>> start Dataset records

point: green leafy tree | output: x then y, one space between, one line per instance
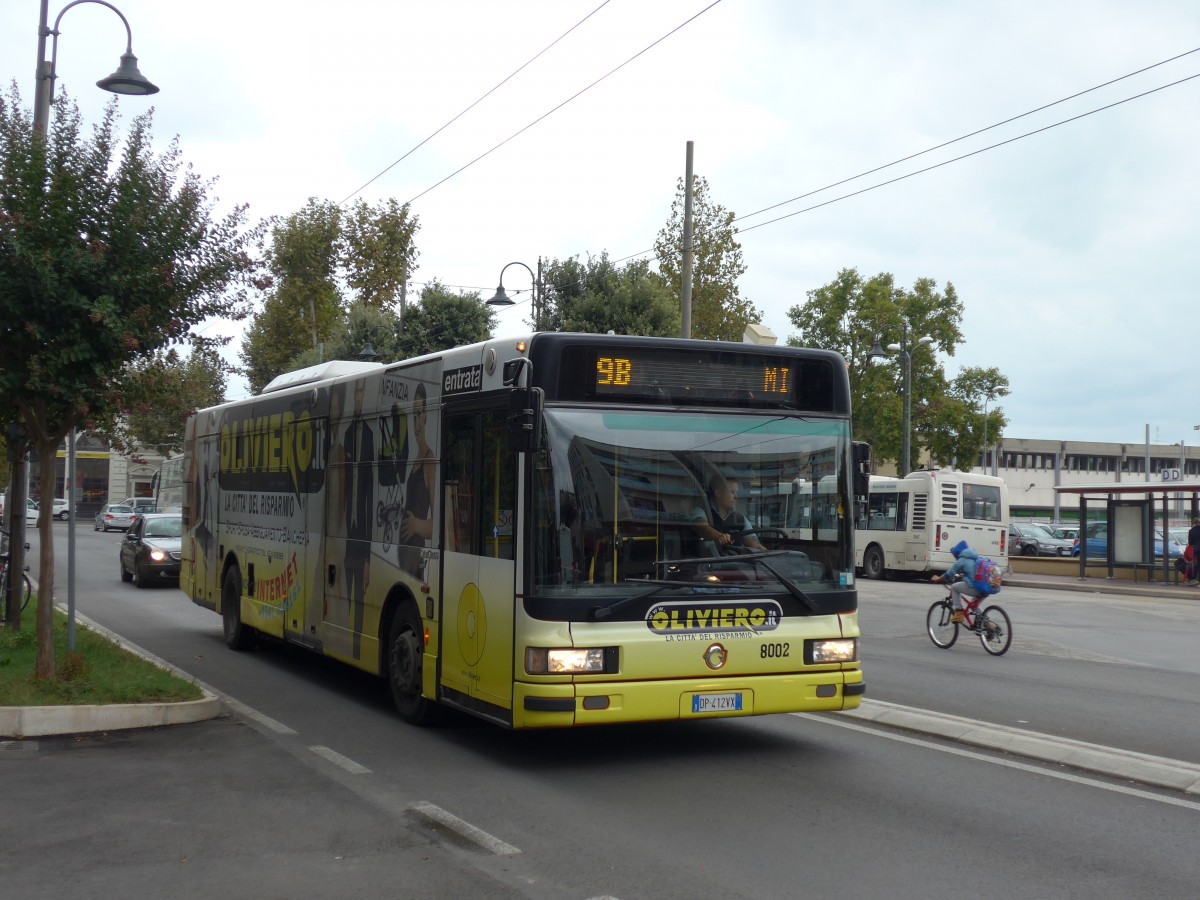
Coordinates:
108 253
597 297
444 319
378 251
323 262
161 393
851 313
303 306
718 311
364 327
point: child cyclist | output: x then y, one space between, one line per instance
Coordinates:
965 561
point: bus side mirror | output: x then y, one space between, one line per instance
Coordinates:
525 419
862 468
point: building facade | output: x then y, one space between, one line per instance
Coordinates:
1033 468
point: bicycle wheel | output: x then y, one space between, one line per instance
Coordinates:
995 630
942 631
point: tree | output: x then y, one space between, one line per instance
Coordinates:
108 253
597 297
444 319
162 391
322 263
378 252
850 313
303 304
718 312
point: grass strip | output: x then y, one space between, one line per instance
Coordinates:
96 672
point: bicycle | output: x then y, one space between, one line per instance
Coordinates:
4 582
990 623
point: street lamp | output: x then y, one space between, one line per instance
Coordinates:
126 79
905 351
503 299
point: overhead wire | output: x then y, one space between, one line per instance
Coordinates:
948 143
969 135
480 100
574 96
973 153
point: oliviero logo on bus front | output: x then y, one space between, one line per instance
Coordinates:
685 617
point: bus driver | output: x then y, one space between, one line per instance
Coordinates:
723 523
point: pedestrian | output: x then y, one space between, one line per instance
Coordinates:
1194 543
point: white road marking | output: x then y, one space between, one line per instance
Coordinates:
343 762
997 761
465 829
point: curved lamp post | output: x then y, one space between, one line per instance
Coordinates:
503 299
905 352
126 79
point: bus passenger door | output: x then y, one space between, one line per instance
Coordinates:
479 492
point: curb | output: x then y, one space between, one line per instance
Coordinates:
43 721
1156 771
1104 586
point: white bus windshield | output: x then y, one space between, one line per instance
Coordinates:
623 495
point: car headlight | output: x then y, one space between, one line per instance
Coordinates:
834 649
570 660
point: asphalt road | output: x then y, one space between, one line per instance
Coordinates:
311 785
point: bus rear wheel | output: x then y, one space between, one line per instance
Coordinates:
406 649
239 636
873 562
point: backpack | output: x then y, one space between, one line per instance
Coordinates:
987 577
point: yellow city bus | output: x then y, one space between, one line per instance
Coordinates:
514 528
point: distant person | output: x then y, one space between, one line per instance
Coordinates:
1194 543
723 523
965 561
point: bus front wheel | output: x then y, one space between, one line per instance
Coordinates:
406 649
238 635
873 562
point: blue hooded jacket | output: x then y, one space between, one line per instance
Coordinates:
964 561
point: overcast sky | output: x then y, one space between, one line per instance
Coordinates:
1074 251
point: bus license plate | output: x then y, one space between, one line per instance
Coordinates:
717 702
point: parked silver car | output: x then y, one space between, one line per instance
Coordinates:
114 515
1029 539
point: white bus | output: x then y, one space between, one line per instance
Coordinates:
909 525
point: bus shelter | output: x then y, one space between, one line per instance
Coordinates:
1131 515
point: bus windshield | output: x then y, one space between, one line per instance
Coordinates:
625 496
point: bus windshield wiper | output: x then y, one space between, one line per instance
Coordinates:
804 599
657 587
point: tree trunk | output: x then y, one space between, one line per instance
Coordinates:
48 457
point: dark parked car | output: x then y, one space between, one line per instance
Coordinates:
1036 540
151 550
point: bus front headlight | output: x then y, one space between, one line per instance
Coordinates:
565 660
834 649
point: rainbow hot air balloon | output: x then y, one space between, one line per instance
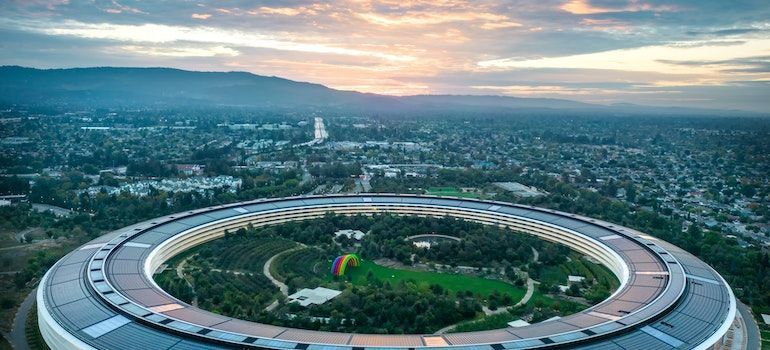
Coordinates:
342 262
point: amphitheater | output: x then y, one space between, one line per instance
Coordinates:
102 295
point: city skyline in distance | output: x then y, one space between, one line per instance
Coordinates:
704 54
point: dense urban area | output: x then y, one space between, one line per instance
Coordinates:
68 176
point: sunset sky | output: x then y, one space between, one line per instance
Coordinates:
701 53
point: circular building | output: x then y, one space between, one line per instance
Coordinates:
102 295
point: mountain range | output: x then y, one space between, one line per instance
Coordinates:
127 87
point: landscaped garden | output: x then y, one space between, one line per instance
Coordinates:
394 285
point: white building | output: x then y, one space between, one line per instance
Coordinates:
350 234
316 296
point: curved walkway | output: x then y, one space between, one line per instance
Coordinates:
281 286
18 335
432 235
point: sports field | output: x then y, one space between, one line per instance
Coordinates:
450 282
450 191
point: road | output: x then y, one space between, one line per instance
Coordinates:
58 211
752 330
18 336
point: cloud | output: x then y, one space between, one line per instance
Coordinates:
500 25
431 18
584 7
654 58
174 51
155 33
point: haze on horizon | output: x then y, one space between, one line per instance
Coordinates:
692 53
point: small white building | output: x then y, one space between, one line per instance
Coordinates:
350 234
317 296
575 279
518 323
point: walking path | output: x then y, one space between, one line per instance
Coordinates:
18 335
281 286
524 300
180 274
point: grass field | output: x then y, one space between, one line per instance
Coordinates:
450 282
450 191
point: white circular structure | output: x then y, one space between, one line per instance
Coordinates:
103 295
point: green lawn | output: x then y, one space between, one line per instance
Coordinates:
450 191
450 282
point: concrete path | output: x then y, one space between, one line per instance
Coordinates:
18 335
180 274
528 294
281 286
751 329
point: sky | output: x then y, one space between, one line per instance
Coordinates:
691 53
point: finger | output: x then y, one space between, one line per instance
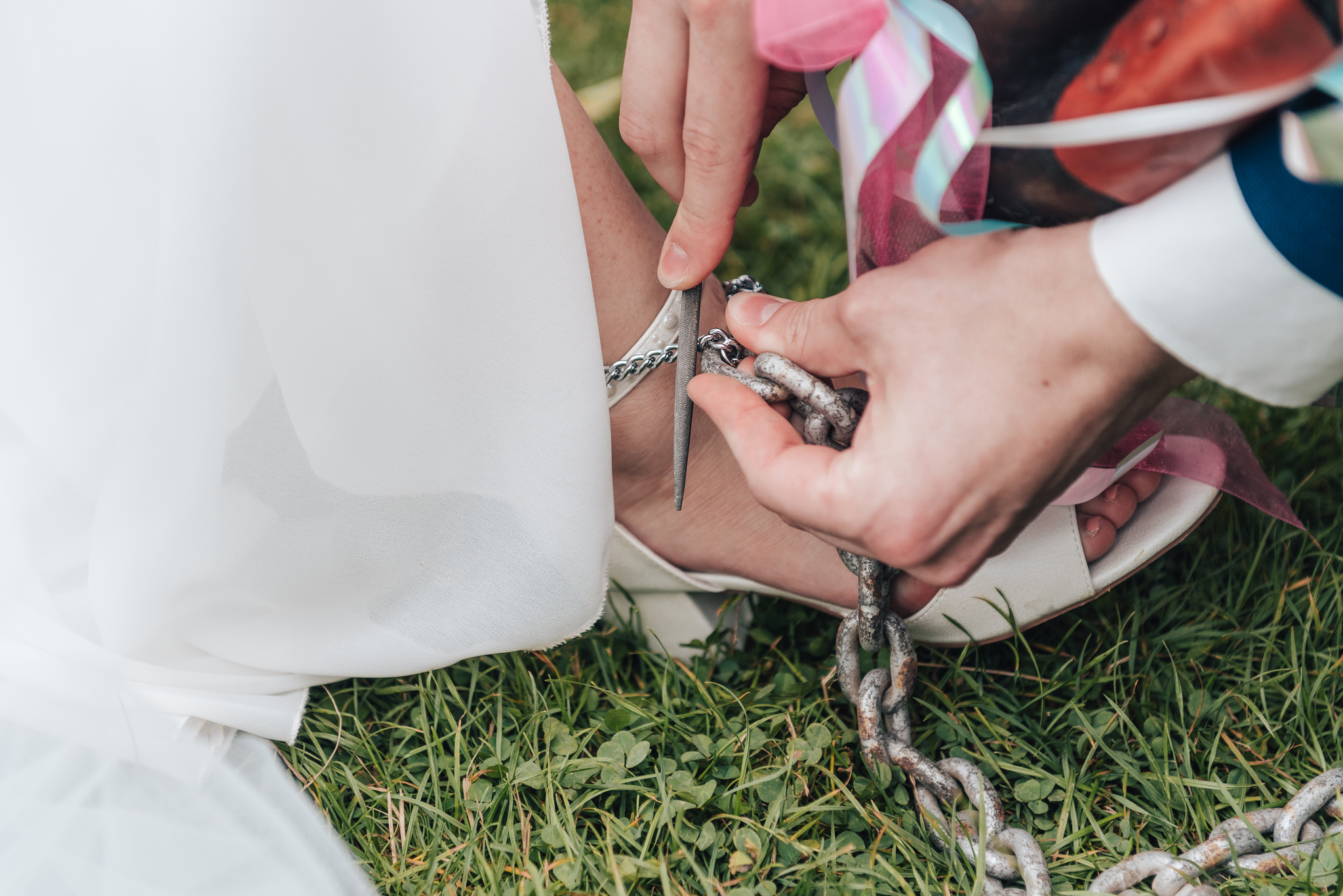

>> end Dataset records

Given exercise: Reproduce all of the rows above, substituting "a single space between" for every occurrence of "one space between" and leaving everything else unchanged. Omit the pictures from your answer.

Output below:
point: green leafy tree | output: x then y, a single space between, one line per instance
Coordinates:
108 253
597 297
444 319
378 251
323 262
161 393
851 313
303 306
718 311
364 327
point: child cyclist | output: x then y, a single space between, one line per instance
Coordinates:
965 561
point: bus side mirror | output: x then y, a single space between, one line per instance
Coordinates:
525 419
862 468
point: building facade | output: x then y, a single space between, one line per instance
Coordinates:
1033 468
point: bicycle wheel | output: x then y, a single space between, one line per instance
Coordinates:
995 630
942 631
point: tree | output: x then y, a single space between, one line per instance
Coordinates:
108 253
597 297
444 319
162 391
322 263
378 252
850 313
303 304
718 312
point: grass strip | output: x then y, a single space between, one line per instance
Coordinates:
96 672
point: bicycle | output: x then y, a single space between, one line per instance
Coordinates:
4 582
990 623
point: street lamp | output: x then y, a single space between, one line per instance
Coordinates:
126 79
905 351
503 299
point: overhead wire | output: x then y, a single space between, one line per instance
Coordinates:
948 143
969 135
480 100
574 96
973 153
point: oliviero logo on bus front | output: x then y, a single space between, one line per instance
Coordinates:
685 617
point: bus driver | output: x then y, a single space between, one line per instance
Coordinates:
723 523
point: pedestrian | output: x then y, a single space between, one line per instance
Coordinates:
1194 543
point: white road marking | output: x then y, a single space between, one line per instance
Coordinates:
343 762
997 761
465 829
point: curved lamp post | output: x then y, a single space between, one line per instance
Coordinates:
503 299
905 352
126 79
point: bus passenger door | output: x then y, a single space between, one line per instance
Coordinates:
479 492
point: curb | output: x then y, a single space between, one line per instance
Coordinates:
43 721
1156 771
1104 586
point: white bus windshield | output: x then y, a single space between, one line per instance
Coordinates:
623 495
point: car headlight | output: x then y, a single space between, one line per instance
Coordinates:
834 649
570 660
point: asphalt road | output: x then y, a single space between, one line per instance
Coordinates:
311 785
point: bus rear wheel | output: x then y, a single space between, one line per instance
Coordinates:
406 649
239 636
873 562
point: backpack | output: x then y, a single space between, one line per instance
Coordinates:
987 577
point: yellow city bus | output: x then y, a single space between, one line per instance
Coordinates:
514 528
point: distant person | output: x then y, a single space between, one line per instance
Coordinates:
1194 543
723 523
965 561
point: bus front wheel | output: x then y, a single space between, one line per instance
Coordinates:
406 649
238 635
873 562
point: blue hooded jacket | output: x then y, a single space between, one line per instance
Coordinates:
964 561
point: overcast sky | output: x then y, a single space between, one line per instance
Coordinates:
1074 251
point: bus license plate | output: x then y, a single space between, one line per instance
Coordinates:
717 702
point: parked silver car | output: x then y, a single space between, one line per instance
Coordinates:
114 515
1029 539
point: white bus | output: x then y, a single space between, one line per instance
Coordinates:
909 525
point: bus shelter | output: x then y, a single space between, one line per instance
Coordinates:
1131 515
point: bus windshield | output: x then y, a single space between, one line per instance
Coordinates:
625 496
point: bus windshield wiper | output: x then y, a single space between, one line per instance
Coordinates:
804 599
657 587
point: tree trunk | output: x then y, a single space between, one line per instance
Coordinates:
48 457
point: dark parked car | output: x then y, a single space between, one line per instance
Coordinates:
1036 540
151 550
point: bus front headlight | output: x then y, a single space between, one line per instance
Coordinates:
565 660
834 649
point: rainbow hot air balloon | output: x then y, a single space between, one line per instance
Coordinates:
342 262
point: amphitheater | output: x then y, a single space between, one line per instance
Coordinates:
102 295
point: city skyline in distance | output: x then y, a single space between, one line per instance
Coordinates:
704 54
point: dense urban area | output: x then y, a single space between, one line per instance
Coordinates:
68 176
point: sunset sky | output: x then y, a single space between, one line per instance
Coordinates:
701 53
point: circular building | output: x then y, a single space between, one line per instance
Coordinates:
102 295
point: mountain range | output: x then y, a single space between, one line per instance
Coordinates:
127 87
point: landscaped garden | output: x then y, a single space between, one line per instance
Coordinates:
394 285
point: white building | output: x then y, a single space between, one line per instance
Coordinates:
350 234
316 296
point: curved walkway | output: x then y, a single space between, one line per instance
Coordinates:
281 286
18 335
432 235
point: sports field | output: x then y, a single space between, one line per instance
Coordinates:
450 282
450 191
point: road | output: x then y, a single space between, one line per instance
Coordinates:
58 211
752 330
18 336
point: cloud | output: x then y, a single space between, one line per instance
Coordinates:
500 25
431 18
584 7
654 58
174 51
155 33
point: haze on horizon | output: x then y, a single space between, one line per instance
Coordinates:
692 53
point: small white building | output: x then y, a single space between, one line per instance
Coordinates:
350 234
317 296
575 279
518 323
point: walking path | output: x then y, a single space between, one line per instance
Coordinates:
18 335
281 286
524 300
180 274
point: grass field | output: x then y, a single space between, one line per instance
Coordinates:
450 282
450 191
point: white circular structure | output: x then y, a single space between, one line per instance
Coordinates:
103 295
point: green lawn | output: x then y, a single space between, one line per instance
Coordinates:
450 191
450 282
point: concrete path | output: x then y, a single space between, one line per instance
Coordinates:
18 335
180 274
528 294
281 286
751 329
point: sky | output: x then y, a single space between, one line per instance
Coordinates:
691 53
point: finger | output: x then y, a single space between, one line per instance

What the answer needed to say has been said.